[Dataset excerpts on object pointing]
-- -- --

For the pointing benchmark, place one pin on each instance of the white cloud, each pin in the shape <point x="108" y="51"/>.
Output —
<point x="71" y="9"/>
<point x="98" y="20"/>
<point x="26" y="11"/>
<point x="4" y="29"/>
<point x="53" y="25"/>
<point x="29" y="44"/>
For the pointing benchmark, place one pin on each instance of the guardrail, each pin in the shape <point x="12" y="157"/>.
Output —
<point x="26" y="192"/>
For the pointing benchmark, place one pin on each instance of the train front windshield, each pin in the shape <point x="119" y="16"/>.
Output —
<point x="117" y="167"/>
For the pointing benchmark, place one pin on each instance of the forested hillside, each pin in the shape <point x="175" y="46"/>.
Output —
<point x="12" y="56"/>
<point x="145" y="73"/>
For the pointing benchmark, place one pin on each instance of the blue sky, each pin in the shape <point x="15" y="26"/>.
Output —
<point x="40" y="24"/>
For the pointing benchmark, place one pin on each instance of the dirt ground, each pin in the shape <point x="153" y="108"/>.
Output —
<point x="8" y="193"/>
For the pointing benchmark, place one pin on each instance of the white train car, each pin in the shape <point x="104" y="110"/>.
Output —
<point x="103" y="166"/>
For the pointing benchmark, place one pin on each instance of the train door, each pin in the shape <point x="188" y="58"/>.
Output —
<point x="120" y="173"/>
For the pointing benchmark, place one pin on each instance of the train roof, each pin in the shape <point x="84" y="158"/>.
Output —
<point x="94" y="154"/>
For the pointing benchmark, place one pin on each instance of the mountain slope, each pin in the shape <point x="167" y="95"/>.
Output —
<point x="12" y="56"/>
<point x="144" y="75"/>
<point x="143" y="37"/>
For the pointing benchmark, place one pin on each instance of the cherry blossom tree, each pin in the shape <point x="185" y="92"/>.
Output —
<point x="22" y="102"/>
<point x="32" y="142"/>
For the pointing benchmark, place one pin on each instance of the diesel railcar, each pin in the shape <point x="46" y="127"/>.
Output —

-- -- --

**TASK STATEMENT**
Return all of the entries exactly as written.

**RESPONSE**
For the pointing benchmark, place one pin on each instance of the white cloud, each pin in the shape <point x="108" y="51"/>.
Output —
<point x="71" y="9"/>
<point x="98" y="20"/>
<point x="26" y="11"/>
<point x="4" y="29"/>
<point x="53" y="25"/>
<point x="29" y="44"/>
For the pointing benchmark, place one pin on each instance of the guardrail, each pin in the shape <point x="12" y="157"/>.
Output —
<point x="26" y="192"/>
For the pointing benchmark, place one pin on each instance of the train front windshield, each pin in the shape <point x="119" y="16"/>.
Output —
<point x="117" y="167"/>
For the pointing benchmark, place one pin on each instance of the forested hillside, each pin in the shape <point x="175" y="46"/>.
Output —
<point x="12" y="56"/>
<point x="145" y="73"/>
For the pointing benchmark, place one pin on each instance of the blue sky, each pin in the shape <point x="15" y="26"/>.
Output —
<point x="40" y="24"/>
For the pointing benchmark, place one pin on each instance of the dirt ground, each pin in the shape <point x="153" y="108"/>.
Output —
<point x="8" y="193"/>
For the pointing benchmark, place one pin on each instance of the white train car, each pin in the shape <point x="104" y="110"/>.
Output —
<point x="103" y="166"/>
For the pointing benchmark, place one pin on each instance of the train door, each pin in the shape <point x="188" y="58"/>.
Output —
<point x="120" y="173"/>
For the pointing benchmark, place one pin on each instance of the train roof, each pin in the shape <point x="84" y="158"/>.
Output —
<point x="94" y="154"/>
For the pointing benchmark, place one pin on each instance of the mountain slope, each pin in the shape <point x="167" y="95"/>.
Output —
<point x="12" y="56"/>
<point x="144" y="75"/>
<point x="143" y="37"/>
For the pointing benchmark, place one pin on each instance of the cherry blossom tree, each pin in the shape <point x="185" y="92"/>.
Output —
<point x="22" y="102"/>
<point x="32" y="142"/>
For the pointing benchmark, place one pin on each instance of the diesel railcar, each pin in the shape <point x="46" y="127"/>.
Output —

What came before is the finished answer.